In the material below, pull out the lines beginning at the one that has "the dormer window?" and stopping after the one that has "MULTIPOLYGON (((22 2, 31", copying them unchanged. Leave any pictures out of your answer.

########################################

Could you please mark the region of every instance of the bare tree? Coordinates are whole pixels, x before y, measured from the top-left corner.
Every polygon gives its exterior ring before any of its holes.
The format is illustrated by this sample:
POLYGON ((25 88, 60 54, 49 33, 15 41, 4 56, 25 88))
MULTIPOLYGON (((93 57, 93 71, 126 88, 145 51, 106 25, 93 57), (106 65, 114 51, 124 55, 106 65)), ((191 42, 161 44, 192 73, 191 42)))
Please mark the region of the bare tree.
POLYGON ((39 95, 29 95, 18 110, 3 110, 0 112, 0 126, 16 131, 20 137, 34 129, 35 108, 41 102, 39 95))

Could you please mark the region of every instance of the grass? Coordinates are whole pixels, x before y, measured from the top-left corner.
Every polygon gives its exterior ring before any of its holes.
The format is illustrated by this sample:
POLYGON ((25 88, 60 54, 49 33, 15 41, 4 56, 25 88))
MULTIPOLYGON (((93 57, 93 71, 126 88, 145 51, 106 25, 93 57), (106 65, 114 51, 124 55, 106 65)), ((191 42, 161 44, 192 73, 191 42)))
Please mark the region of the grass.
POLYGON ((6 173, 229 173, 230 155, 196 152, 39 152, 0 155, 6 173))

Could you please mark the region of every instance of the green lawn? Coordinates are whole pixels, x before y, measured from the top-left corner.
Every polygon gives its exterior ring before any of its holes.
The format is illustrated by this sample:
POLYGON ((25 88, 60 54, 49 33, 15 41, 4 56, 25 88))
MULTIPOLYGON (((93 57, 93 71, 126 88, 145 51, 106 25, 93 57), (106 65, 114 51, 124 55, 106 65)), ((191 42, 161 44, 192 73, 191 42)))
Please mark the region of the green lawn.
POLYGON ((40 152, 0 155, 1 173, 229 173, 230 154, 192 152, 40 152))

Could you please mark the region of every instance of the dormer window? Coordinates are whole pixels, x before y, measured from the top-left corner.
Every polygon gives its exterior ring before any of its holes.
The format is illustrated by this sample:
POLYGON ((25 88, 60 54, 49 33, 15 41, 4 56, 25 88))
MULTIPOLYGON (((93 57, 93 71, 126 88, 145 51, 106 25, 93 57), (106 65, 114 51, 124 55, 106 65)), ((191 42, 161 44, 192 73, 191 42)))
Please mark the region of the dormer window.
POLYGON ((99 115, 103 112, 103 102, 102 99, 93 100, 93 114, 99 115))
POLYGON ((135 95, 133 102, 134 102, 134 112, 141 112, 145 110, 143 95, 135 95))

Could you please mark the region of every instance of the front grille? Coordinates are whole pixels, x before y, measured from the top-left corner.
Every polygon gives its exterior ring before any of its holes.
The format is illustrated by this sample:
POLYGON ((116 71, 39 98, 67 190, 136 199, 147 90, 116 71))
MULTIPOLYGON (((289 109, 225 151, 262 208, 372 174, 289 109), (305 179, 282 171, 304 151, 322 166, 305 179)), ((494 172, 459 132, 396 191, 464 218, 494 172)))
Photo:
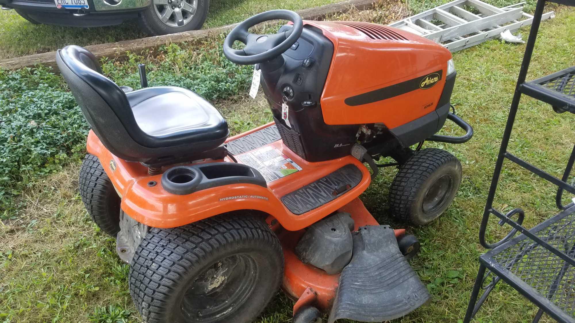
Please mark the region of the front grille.
POLYGON ((367 35, 371 39, 385 40, 408 40, 407 38, 393 29, 371 22, 358 22, 355 21, 343 21, 339 22, 342 25, 355 28, 360 32, 367 35))
MULTIPOLYGON (((22 2, 31 2, 33 3, 51 3, 54 5, 54 0, 20 0, 22 2)), ((54 5, 56 6, 56 5, 54 5)))

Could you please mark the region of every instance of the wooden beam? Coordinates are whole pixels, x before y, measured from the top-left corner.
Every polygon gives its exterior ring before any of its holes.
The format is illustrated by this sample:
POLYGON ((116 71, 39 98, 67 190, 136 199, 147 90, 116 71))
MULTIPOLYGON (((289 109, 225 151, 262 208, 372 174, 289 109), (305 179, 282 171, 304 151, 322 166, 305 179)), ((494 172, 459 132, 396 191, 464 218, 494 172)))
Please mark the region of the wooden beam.
MULTIPOLYGON (((378 0, 346 0, 321 7, 304 9, 297 11, 306 20, 321 20, 326 16, 349 11, 352 8, 358 10, 368 10, 373 7, 378 0)), ((199 30, 190 30, 167 35, 148 37, 132 40, 124 40, 100 45, 86 46, 86 48, 98 58, 117 57, 125 55, 126 51, 139 53, 145 48, 152 48, 169 43, 184 41, 195 41, 208 37, 210 34, 217 34, 231 30, 237 24, 221 27, 208 28, 199 30)), ((0 67, 7 70, 17 70, 23 67, 32 67, 37 64, 49 66, 58 72, 56 64, 56 52, 34 54, 26 56, 0 60, 0 67)))

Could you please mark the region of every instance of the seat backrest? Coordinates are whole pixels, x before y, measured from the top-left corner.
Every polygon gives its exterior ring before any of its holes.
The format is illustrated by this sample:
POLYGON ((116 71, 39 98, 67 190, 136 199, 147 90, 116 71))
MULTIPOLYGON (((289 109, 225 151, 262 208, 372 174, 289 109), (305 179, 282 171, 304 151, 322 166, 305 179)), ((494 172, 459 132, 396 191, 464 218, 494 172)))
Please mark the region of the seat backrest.
POLYGON ((102 75, 95 56, 79 46, 58 50, 56 61, 92 130, 112 153, 141 161, 140 129, 128 98, 113 81, 102 75))

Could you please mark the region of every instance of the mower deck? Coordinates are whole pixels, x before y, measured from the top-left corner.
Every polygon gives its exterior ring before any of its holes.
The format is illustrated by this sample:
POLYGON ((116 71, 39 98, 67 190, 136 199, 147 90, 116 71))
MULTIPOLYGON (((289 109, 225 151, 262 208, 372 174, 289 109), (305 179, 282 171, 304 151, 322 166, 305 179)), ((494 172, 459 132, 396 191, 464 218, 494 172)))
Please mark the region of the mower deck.
MULTIPOLYGON (((379 224, 359 198, 339 208, 338 212, 350 214, 355 222, 354 231, 361 226, 379 224)), ((403 229, 394 231, 396 237, 405 233, 403 229)), ((340 274, 327 275, 325 271, 304 264, 298 259, 294 249, 304 232, 304 230, 282 231, 278 234, 285 260, 282 288, 287 295, 297 299, 304 295, 306 289, 309 287, 315 294, 313 300, 314 306, 324 311, 329 310, 335 298, 340 274)))

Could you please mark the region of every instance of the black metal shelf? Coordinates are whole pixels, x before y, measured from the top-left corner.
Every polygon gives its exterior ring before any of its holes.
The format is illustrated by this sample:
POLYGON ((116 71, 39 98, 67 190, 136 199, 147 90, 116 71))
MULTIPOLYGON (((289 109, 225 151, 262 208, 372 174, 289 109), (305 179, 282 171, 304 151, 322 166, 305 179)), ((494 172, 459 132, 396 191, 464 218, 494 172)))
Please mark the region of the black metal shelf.
POLYGON ((555 3, 559 3, 559 5, 565 5, 566 6, 575 6, 575 0, 549 0, 550 2, 555 2, 555 3))
POLYGON ((575 0, 538 0, 533 22, 495 170, 487 195, 479 229, 479 241, 491 249, 480 257, 479 271, 469 299, 464 323, 470 323, 498 282, 503 280, 535 304, 539 310, 533 323, 544 313, 561 323, 575 323, 575 198, 566 205, 563 193, 575 194, 575 185, 568 183, 575 166, 575 145, 561 179, 512 155, 507 149, 522 94, 551 104, 557 113, 575 114, 575 67, 526 82, 545 5, 553 2, 575 6, 575 0), (528 216, 520 208, 506 214, 493 208, 493 200, 505 160, 513 162, 557 186, 555 203, 561 210, 551 218, 528 229, 523 226, 528 216), (489 218, 494 216, 500 225, 511 228, 503 239, 494 243, 486 239, 489 218), (517 218, 514 221, 513 219, 517 218), (513 238, 517 233, 519 236, 513 238), (489 279, 490 277, 490 279, 489 279), (480 292, 483 290, 482 295, 480 292))
POLYGON ((551 105, 555 111, 575 113, 575 66, 525 82, 520 89, 523 94, 551 105))
MULTIPOLYGON (((575 206, 529 231, 568 256, 575 256, 575 206)), ((575 322, 575 298, 571 294, 575 267, 550 250, 520 234, 481 255, 480 261, 555 320, 575 322)))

########################################

→ **Response to the task**:
Could you please mark the region of every instance of the dormer window? Coordinates are whole pixels, x before y, measured from the top-left corner.
Every polygon gives its exterior ring before any of its holes.
The format is illustrated by this sample:
POLYGON ((25 88, 60 54, 49 33, 15 41, 4 56, 25 88))
MULTIPOLYGON (((93 57, 93 71, 126 88, 145 51, 106 25, 93 57), (106 65, 114 51, 124 55, 106 65)), ((191 42, 161 44, 192 73, 191 42)))
Please mark the region of the dormer window.
POLYGON ((99 115, 103 112, 103 102, 102 99, 93 100, 93 114, 99 115))
POLYGON ((135 95, 133 102, 134 102, 134 112, 141 112, 145 110, 143 95, 135 95))

Could you please mark the region of every instance of the front grille? Coordinates are whole pixels, x before y, measured from the top-left corner.
Every polygon gives its exterior ring before any of its holes.
The format is illustrated by this sample:
POLYGON ((116 71, 39 98, 67 190, 136 199, 147 90, 116 71))
MULTIPOLYGON (((289 109, 225 151, 262 208, 372 174, 289 109), (305 179, 282 171, 304 151, 322 166, 305 179)), ((494 172, 459 132, 396 191, 464 218, 494 172)))
Photo:
Please mark the region of the front grille.
POLYGON ((367 35, 371 39, 385 40, 408 40, 407 38, 393 29, 371 22, 358 22, 355 21, 343 21, 339 22, 342 25, 355 28, 360 32, 367 35))
MULTIPOLYGON (((22 2, 31 2, 33 3, 51 3, 54 5, 54 0, 20 0, 22 2)), ((54 5, 56 6, 56 5, 54 5)))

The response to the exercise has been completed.